### Assignment:
The records that follow must be reproduced in full, with every picture excluded.

### Raw data:
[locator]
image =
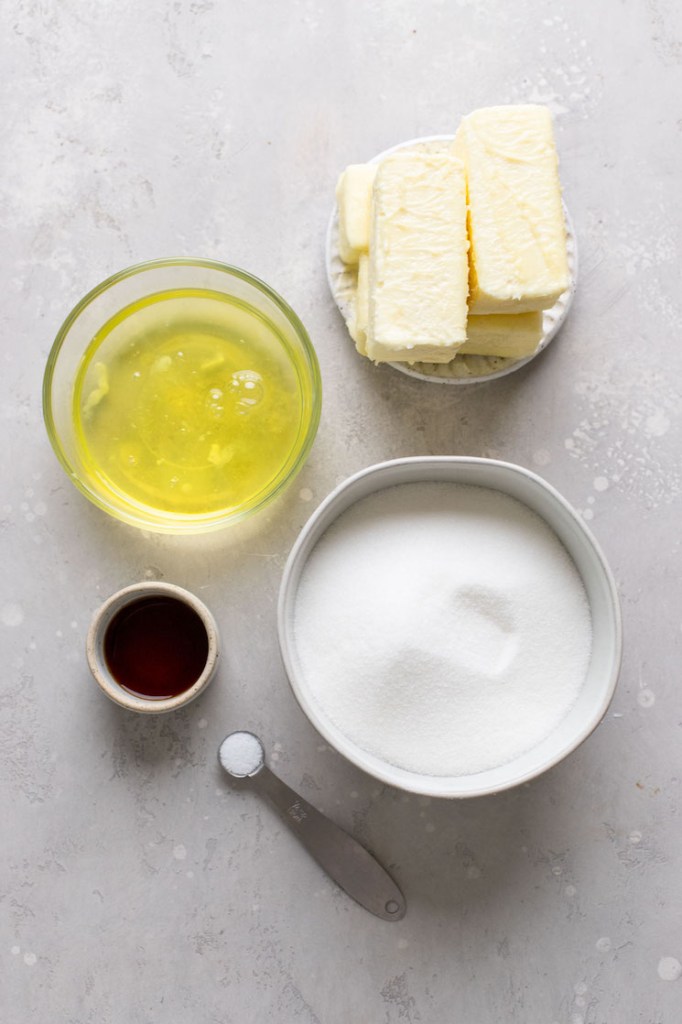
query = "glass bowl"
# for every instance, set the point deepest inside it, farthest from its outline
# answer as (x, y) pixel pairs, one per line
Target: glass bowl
(181, 395)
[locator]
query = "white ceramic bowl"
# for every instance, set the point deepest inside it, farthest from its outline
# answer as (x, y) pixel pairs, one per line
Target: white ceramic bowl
(537, 495)
(94, 647)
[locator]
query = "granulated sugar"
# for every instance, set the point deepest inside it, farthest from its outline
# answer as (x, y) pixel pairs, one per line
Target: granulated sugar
(442, 628)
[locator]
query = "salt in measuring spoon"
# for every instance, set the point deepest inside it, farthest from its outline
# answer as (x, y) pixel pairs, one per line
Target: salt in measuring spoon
(348, 863)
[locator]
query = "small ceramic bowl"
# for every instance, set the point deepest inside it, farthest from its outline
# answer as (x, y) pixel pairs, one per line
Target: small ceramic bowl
(95, 645)
(542, 499)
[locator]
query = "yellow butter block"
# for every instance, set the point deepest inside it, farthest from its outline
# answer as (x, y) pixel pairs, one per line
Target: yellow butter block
(517, 259)
(353, 195)
(357, 324)
(418, 259)
(503, 335)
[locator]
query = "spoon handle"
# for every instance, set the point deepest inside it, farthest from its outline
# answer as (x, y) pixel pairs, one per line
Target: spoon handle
(348, 863)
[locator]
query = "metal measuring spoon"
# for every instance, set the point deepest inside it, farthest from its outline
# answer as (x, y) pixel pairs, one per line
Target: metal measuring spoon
(348, 863)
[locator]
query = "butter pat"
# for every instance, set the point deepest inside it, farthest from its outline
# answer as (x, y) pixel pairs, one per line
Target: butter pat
(512, 337)
(353, 195)
(357, 324)
(518, 259)
(418, 259)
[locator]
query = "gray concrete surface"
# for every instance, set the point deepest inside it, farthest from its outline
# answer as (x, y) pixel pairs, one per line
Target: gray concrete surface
(134, 885)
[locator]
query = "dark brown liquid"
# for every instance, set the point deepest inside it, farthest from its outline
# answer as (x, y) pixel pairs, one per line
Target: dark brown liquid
(156, 647)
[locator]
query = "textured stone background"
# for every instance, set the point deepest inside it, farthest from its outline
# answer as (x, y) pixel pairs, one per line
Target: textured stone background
(134, 885)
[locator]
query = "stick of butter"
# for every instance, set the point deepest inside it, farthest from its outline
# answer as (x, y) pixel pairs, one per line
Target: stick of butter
(418, 259)
(517, 260)
(353, 195)
(357, 323)
(511, 336)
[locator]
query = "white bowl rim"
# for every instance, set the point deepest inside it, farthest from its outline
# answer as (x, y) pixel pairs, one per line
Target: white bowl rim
(449, 786)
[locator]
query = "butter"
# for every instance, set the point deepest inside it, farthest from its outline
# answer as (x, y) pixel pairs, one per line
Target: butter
(510, 336)
(517, 259)
(353, 195)
(357, 323)
(418, 259)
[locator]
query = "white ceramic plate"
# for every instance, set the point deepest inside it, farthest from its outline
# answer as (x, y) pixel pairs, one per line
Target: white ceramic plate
(464, 369)
(535, 493)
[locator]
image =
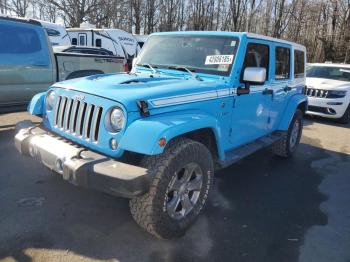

### Exercise output:
[locator]
image =
query = "glass bowl"
# for every instance, set the point deepest inside it, farthest from its outline
# answer as (x, y) pixel pairs, one per line
Target: glass bowl
(181, 395)
[locator]
query = "white ceramic bowl"
# for every instance, set the point deepest inside it, farthest from its outline
# answer as (x, y) pixel pairs, one per line
Target: white ceramic bowl
(537, 495)
(94, 647)
[locator]
query = "granulated sugar"
# for every instance, set the point deepest inside it, farthest from its outline
# answer as (x, y) pixel pairs, one per line
Target: granulated sugar
(442, 628)
[locator]
query = "salt in measuring spoon"
# for every instance, set the point deepest inside it, farthest from its outline
# answer as (x, y) pixel pairs, one per line
Target: salt in measuring spoon
(348, 863)
[locator]
query = "small ceramic bowl"
# for every instance, set the point deepest inside it, farthest from its outline
# answer as (x, y) pixel pairs, one per line
Target: small ceramic bowl
(95, 645)
(542, 499)
[locator]
query = "yellow butter block"
# for every instance, set the point deepest inside it, farthest from its outline
# answer as (x, y) pixel pairs, one per line
Target: yellow butter block
(517, 259)
(353, 195)
(357, 324)
(418, 259)
(503, 335)
[locator]
query = "spoon handle"
# for every instance, set the point deepest inside it, farthest from its outline
# answer as (x, y) pixel pairs, one per line
Target: spoon handle
(348, 863)
[locator]
query = "metal measuring spoon"
# for every instance, set the point deepest inside it, farthest from its outline
# answer as (x, y) pixel pairs, one per line
Target: metal measuring spoon
(348, 863)
[locator]
query = "butter pat"
# for every instance, set the point deepest inside it, farthest from its outline
# answer as (x, y) pixel pairs, one per line
Target: butter pat
(512, 337)
(353, 195)
(357, 324)
(518, 259)
(418, 259)
[locator]
query = "gray concrete surface"
# for every instance, set the point deepest inside it, farthest from its outline
# answer as (x, y) pixel pairs, one per line
Target: gray concrete surface
(134, 885)
[locator]
query = "dark brown liquid"
# for every instance, set the point deepest inside it, farthest from its outline
# answer as (x, y) pixel pairs, one per line
Target: dark brown liquid
(156, 647)
[locator]
query = "textured stone background"
# for every instance, set the point deepest inside it, farthest from its outline
# answer as (x, y) pixel pairs, one per line
Target: textured stone background
(134, 885)
[locator]
query = "stick of butter"
# for every instance, set the point deepest inside it, farthest from its outline
# answer as (x, y) pixel pairs, one per line
Target: stick of butter
(418, 259)
(517, 260)
(353, 195)
(357, 323)
(511, 336)
[locator]
query = "white bowl rim"
# for every instance, set the point deepest inside it, farthest from its outline
# answer as (x, y) pixel pairs, one per line
Target: white bowl rim
(449, 786)
[locator]
query = "butter"
# for every instance, set the point deepest inside it, farthest from its outline
# answer as (x, y) pixel pairs, one per line
Target: butter
(510, 336)
(517, 259)
(353, 195)
(357, 323)
(418, 259)
[locator]
query = "white ceramic plate"
# for every instance, set the point deepest inside it, farthest from its outline
# answer as (x, y) pixel pairs, one per line
Target: white ceramic plate
(464, 369)
(535, 493)
[locator]
image =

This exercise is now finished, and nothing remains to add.